*** Opening of Provided data ***

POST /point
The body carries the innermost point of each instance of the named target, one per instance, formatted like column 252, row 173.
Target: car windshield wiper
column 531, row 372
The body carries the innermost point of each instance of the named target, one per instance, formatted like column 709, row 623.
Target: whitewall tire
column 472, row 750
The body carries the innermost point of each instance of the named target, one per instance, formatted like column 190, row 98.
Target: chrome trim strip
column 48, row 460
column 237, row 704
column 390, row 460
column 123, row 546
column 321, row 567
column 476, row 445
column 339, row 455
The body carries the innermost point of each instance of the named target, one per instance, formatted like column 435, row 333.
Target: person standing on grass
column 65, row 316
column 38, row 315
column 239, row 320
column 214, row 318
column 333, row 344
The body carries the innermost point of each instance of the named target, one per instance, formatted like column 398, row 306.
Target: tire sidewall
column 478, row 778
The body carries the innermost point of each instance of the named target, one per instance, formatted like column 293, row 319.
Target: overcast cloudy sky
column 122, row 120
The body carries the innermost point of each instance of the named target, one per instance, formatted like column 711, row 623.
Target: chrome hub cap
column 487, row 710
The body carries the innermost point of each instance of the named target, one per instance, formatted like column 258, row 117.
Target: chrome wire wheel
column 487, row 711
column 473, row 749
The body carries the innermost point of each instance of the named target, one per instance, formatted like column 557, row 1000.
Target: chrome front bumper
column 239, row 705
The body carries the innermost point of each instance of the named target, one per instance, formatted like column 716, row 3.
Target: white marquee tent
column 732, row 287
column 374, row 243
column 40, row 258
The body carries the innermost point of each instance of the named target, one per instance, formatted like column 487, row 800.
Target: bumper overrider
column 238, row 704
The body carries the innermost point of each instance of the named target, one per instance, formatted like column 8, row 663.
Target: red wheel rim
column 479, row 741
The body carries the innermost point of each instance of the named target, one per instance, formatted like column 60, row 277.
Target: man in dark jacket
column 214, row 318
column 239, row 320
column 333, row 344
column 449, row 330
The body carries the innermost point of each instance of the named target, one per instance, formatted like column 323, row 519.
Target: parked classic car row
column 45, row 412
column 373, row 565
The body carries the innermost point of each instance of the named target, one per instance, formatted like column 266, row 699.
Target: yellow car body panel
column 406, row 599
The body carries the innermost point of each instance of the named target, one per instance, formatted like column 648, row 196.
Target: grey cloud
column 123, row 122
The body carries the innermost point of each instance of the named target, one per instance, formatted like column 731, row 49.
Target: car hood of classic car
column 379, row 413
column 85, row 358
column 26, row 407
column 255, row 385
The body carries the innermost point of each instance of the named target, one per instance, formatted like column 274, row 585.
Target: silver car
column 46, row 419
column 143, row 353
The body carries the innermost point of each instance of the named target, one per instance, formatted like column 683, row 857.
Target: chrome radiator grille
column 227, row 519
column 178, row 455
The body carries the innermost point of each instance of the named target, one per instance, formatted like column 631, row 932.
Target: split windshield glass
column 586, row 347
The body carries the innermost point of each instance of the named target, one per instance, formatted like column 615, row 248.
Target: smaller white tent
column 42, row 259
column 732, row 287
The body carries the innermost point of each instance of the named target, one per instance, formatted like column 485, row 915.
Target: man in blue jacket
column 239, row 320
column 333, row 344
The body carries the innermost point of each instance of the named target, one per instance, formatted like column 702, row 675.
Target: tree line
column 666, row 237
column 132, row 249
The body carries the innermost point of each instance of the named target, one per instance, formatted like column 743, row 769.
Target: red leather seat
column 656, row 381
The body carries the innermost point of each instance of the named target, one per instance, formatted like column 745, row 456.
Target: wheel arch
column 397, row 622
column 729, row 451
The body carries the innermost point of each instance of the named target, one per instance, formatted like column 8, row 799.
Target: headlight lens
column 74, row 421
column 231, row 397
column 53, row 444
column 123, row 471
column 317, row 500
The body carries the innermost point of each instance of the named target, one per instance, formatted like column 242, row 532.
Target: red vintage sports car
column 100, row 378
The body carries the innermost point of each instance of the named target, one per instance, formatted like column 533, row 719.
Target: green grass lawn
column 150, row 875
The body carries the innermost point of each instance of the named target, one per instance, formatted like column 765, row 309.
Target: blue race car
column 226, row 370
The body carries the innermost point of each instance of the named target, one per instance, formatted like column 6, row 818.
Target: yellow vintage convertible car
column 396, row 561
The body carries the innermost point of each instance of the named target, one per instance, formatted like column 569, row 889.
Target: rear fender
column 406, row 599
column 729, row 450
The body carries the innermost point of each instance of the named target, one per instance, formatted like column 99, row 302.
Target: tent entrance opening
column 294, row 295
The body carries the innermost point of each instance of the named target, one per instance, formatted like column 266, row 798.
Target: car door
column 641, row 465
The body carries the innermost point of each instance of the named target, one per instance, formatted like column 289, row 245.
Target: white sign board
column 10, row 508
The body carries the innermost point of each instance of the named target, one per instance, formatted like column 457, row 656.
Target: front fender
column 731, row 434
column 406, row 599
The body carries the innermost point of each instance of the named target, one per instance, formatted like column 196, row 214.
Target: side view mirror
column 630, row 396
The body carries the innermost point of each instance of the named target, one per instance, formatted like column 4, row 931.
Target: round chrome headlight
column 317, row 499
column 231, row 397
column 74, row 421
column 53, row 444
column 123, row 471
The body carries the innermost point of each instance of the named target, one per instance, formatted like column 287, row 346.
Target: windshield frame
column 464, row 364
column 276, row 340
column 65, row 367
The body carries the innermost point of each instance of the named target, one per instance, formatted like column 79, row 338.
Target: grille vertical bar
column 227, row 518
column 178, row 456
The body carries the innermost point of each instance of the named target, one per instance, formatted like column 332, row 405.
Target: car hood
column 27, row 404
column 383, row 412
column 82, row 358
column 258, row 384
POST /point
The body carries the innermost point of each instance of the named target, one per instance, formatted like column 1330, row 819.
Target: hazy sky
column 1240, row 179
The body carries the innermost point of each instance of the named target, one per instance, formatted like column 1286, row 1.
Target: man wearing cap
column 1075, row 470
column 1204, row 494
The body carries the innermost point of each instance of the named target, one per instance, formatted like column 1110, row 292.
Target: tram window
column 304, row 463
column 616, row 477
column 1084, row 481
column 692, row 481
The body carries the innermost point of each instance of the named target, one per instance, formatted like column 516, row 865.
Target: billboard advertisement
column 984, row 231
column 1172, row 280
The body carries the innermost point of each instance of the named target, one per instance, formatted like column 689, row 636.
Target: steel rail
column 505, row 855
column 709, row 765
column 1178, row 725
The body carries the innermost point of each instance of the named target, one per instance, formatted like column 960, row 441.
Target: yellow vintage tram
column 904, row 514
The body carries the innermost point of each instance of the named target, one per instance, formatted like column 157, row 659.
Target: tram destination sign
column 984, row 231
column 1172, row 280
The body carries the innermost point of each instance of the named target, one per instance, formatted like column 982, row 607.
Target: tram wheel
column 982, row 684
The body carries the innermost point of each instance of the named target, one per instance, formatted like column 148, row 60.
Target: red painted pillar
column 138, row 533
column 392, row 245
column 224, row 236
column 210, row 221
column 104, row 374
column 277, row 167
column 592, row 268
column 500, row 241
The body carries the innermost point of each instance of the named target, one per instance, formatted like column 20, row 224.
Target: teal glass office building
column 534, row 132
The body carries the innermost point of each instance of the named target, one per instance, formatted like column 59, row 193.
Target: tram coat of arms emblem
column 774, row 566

*** Close of Provided data ***

◆ **Task description**
Take the line above containing "Target: side view mirror", the line containing "1330, row 819.", and all lines in between, and copy them exactly without anything else.

◆ **Written reply**
Target: side view mirror
column 630, row 396
The body carries the innermost point of each instance of the named target, one per instance, formatted like column 4, row 931.
Target: round chrome headlight
column 317, row 499
column 231, row 397
column 74, row 421
column 53, row 444
column 123, row 471
The body carries the innermost point of each instance of the named target, one per instance, formatted like column 287, row 346.
Target: windshield frame
column 464, row 364
column 276, row 340
column 65, row 367
The body carries the innermost point of each instance of the named target, one per instance, formatted like column 79, row 338.
Target: grille vertical bar
column 227, row 518
column 178, row 456
The body carries the innermost point of each instance of the named target, one per instance, formatted like column 332, row 405.
Target: car hood
column 27, row 404
column 383, row 412
column 82, row 358
column 258, row 384
POST /point
The body carries the innermost point of each instance of the named target, one per instance, formatted like column 1330, row 819.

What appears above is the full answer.